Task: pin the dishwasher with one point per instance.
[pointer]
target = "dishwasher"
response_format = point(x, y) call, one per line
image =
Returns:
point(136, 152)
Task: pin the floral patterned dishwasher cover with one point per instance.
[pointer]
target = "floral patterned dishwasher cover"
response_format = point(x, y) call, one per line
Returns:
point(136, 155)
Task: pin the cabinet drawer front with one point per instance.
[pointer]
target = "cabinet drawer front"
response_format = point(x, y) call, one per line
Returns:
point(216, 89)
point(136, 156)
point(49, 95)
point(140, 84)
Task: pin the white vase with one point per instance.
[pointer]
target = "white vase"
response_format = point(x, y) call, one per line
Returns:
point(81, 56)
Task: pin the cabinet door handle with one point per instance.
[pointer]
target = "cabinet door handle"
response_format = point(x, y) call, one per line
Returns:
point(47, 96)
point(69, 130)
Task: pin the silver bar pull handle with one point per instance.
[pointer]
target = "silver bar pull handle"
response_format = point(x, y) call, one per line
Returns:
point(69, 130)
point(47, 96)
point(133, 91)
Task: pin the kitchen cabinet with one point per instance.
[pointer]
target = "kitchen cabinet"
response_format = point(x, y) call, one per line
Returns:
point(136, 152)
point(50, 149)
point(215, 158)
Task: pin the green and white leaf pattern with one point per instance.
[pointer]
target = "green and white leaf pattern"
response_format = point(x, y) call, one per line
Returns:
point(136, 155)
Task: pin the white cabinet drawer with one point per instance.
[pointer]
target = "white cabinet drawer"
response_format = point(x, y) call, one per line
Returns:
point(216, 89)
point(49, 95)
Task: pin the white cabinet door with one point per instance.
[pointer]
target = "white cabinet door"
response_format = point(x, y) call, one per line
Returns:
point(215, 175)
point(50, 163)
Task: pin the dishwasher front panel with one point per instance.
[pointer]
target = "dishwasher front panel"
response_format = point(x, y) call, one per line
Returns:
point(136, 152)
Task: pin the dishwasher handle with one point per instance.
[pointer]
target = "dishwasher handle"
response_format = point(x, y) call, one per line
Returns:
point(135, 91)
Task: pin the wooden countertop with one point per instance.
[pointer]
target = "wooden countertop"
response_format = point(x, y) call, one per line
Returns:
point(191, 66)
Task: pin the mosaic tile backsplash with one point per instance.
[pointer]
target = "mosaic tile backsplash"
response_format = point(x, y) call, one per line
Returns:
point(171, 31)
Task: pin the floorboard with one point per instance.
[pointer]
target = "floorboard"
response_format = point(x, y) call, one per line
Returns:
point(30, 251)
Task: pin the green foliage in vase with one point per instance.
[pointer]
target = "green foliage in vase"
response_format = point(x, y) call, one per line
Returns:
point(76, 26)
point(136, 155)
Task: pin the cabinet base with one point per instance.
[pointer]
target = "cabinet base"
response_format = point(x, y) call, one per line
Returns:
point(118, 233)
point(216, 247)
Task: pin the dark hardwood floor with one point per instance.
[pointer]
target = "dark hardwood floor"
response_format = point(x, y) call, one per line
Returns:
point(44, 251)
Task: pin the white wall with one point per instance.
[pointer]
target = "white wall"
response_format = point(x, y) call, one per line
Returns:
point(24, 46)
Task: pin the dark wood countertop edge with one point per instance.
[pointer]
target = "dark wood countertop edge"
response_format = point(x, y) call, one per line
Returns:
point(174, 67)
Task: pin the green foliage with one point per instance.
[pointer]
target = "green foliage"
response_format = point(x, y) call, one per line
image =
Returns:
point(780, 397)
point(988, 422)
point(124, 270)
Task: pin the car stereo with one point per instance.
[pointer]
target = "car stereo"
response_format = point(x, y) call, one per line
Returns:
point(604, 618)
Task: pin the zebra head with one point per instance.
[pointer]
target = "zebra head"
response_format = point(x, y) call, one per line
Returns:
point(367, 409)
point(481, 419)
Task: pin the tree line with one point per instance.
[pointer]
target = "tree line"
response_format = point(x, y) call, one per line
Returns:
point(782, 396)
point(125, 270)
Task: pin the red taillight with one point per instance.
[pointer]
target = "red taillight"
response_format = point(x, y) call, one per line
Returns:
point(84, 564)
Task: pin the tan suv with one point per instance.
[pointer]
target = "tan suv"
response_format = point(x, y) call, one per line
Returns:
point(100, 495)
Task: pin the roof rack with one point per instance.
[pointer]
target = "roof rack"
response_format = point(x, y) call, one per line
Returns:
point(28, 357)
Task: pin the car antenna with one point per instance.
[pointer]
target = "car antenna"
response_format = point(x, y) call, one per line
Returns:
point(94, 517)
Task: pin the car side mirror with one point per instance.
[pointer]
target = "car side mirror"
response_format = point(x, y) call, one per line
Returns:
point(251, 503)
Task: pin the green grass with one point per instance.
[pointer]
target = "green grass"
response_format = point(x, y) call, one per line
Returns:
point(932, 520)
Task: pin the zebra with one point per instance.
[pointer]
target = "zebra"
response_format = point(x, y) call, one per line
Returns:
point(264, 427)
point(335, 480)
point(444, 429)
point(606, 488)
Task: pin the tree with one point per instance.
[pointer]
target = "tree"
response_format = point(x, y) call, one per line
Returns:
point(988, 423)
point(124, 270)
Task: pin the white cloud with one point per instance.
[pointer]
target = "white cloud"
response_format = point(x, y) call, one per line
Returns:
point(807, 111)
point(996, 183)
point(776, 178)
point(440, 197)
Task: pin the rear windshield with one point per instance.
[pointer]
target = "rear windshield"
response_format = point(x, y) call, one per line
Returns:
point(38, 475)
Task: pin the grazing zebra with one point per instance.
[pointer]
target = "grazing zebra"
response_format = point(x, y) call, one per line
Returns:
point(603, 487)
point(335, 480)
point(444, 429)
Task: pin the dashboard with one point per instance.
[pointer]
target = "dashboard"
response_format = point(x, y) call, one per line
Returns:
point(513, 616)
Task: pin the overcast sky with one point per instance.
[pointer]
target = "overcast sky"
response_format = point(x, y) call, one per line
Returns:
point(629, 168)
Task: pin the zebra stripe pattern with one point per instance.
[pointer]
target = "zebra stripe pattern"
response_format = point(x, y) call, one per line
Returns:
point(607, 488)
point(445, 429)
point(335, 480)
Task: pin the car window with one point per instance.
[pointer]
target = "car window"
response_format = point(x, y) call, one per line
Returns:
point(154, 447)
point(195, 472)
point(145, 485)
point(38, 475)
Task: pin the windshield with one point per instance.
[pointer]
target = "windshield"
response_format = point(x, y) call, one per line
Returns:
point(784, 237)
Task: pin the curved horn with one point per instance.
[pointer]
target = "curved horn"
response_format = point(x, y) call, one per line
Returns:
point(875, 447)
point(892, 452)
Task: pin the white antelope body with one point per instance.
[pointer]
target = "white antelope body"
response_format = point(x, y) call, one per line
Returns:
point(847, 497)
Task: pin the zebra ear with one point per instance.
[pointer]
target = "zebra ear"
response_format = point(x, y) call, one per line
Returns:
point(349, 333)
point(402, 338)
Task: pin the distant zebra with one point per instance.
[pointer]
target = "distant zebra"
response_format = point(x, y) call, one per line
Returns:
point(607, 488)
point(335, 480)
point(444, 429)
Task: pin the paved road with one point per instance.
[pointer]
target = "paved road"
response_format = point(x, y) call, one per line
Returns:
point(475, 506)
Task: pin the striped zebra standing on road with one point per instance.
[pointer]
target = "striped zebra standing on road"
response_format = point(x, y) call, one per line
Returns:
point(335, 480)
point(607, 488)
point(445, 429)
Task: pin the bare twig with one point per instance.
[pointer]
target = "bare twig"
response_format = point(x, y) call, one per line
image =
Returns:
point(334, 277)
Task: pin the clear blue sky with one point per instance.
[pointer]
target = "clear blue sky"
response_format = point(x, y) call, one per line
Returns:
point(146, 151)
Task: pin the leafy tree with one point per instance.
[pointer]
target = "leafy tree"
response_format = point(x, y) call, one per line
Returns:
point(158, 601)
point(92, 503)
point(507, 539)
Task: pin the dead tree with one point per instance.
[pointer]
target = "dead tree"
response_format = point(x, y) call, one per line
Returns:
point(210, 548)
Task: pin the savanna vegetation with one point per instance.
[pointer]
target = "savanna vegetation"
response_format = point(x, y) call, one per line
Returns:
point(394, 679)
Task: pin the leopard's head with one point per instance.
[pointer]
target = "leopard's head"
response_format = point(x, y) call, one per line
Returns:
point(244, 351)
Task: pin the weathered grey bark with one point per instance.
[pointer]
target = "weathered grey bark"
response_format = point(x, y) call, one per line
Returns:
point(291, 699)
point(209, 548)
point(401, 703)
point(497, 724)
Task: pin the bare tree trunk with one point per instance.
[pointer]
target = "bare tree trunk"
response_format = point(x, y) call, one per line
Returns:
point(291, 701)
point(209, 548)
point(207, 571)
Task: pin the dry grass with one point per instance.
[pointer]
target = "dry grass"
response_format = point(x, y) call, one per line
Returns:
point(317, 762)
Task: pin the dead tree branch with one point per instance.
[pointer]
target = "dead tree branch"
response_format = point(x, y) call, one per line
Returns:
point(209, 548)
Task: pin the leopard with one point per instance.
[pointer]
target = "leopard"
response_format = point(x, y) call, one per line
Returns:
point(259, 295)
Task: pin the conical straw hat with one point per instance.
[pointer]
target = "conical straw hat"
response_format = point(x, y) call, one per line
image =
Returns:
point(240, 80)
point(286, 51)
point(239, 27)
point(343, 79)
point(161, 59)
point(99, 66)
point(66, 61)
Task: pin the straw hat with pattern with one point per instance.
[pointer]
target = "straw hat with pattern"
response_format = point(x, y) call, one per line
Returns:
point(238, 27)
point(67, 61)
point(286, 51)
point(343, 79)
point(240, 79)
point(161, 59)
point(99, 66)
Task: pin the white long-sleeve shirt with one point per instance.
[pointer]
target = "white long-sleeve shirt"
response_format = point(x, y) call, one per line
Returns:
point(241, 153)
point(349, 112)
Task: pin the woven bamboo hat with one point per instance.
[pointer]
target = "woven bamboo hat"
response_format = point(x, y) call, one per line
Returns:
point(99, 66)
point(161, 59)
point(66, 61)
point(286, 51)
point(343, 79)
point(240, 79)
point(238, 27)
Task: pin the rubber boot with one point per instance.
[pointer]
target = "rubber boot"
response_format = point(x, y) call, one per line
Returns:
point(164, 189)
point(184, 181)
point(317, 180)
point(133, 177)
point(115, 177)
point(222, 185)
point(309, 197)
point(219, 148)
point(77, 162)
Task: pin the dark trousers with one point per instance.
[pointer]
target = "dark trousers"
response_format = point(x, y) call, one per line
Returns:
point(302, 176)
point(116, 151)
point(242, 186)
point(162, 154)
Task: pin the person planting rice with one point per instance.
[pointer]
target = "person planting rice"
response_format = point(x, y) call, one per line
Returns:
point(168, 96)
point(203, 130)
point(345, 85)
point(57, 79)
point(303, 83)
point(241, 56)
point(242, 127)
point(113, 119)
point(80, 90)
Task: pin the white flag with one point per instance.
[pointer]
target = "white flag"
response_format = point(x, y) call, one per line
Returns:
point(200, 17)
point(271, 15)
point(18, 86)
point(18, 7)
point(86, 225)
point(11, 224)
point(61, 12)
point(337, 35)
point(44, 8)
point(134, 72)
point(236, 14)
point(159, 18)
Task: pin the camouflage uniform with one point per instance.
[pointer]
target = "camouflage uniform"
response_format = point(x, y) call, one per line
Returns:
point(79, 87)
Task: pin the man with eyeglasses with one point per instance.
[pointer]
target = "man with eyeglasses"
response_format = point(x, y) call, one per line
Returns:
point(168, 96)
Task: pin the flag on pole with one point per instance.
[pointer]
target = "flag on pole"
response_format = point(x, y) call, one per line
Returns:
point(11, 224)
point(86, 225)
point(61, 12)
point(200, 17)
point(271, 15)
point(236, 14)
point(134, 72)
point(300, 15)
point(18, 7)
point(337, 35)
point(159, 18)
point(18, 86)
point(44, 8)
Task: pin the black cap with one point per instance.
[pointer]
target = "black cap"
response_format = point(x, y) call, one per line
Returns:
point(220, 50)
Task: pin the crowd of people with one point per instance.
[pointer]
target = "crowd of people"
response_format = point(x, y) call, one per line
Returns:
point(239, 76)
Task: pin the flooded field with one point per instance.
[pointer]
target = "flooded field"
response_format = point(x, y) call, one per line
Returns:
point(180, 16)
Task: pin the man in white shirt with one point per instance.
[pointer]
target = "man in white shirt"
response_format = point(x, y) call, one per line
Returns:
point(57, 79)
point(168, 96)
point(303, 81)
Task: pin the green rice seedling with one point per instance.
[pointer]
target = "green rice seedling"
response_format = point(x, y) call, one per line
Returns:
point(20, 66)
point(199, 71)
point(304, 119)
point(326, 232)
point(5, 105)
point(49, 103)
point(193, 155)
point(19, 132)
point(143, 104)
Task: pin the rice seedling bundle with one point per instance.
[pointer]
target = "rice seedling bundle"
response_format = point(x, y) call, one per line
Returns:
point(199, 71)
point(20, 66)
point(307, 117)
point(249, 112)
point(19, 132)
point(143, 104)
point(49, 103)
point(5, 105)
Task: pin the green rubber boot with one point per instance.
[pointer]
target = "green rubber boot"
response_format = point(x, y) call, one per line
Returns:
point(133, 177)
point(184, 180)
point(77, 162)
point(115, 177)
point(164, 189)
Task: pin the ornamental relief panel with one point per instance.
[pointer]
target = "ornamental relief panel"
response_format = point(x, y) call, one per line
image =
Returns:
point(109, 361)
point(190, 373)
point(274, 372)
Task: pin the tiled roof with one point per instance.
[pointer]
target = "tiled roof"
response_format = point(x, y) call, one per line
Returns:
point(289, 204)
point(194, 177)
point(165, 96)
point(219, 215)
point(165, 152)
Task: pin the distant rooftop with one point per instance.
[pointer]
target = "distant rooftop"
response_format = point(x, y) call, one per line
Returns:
________________________
> [Requirements]
Starting with the line that contains "Task: pin the man in", return each line through the last one of the data above, exactly as written and nothing more.

> [Exercise result]
Task: pin the man in white shirt with one point per instance.
[pointer]
target = "man in white shirt"
response_format = point(x, y) call, one per line
Returns:
point(57, 79)
point(168, 96)
point(303, 81)
Task: pin the green rice seedling with one point per instance.
[pointer]
target = "green rice seedling"
response_format = point(x, y) call, one per line
Returns:
point(20, 66)
point(199, 71)
point(304, 119)
point(326, 232)
point(5, 105)
point(49, 103)
point(193, 155)
point(19, 132)
point(143, 104)
Task: pin the rice seedling bundle with one point per instance.
[pointer]
target = "rice seedling bundle"
response_format = point(x, y) call, one per line
Returns:
point(199, 71)
point(20, 66)
point(307, 117)
point(249, 112)
point(19, 132)
point(143, 104)
point(49, 103)
point(5, 105)
Task: pin the green rubber boot with one point per instance.
[pointer]
target = "green rubber boot"
response_format = point(x, y) call, one per line
Returns:
point(133, 177)
point(184, 180)
point(77, 162)
point(115, 177)
point(164, 189)
Task: pin the ornamental relief panel with one point per instance.
[pointer]
target = "ornamental relief panel"
response_format = point(x, y) call, one per line
image =
Returns:
point(109, 361)
point(190, 373)
point(274, 372)
Task: pin the tiled roof with one point per instance.
[pointer]
target = "tiled roof"
response_format = point(x, y) call, one per line
Returns:
point(289, 204)
point(194, 177)
point(165, 96)
point(219, 215)
point(165, 152)
Task: pin the distant rooftop with one point per instance.
[pointer]
target = "distant rooftop"
response_format = point(x, y) call, one per line
Returns:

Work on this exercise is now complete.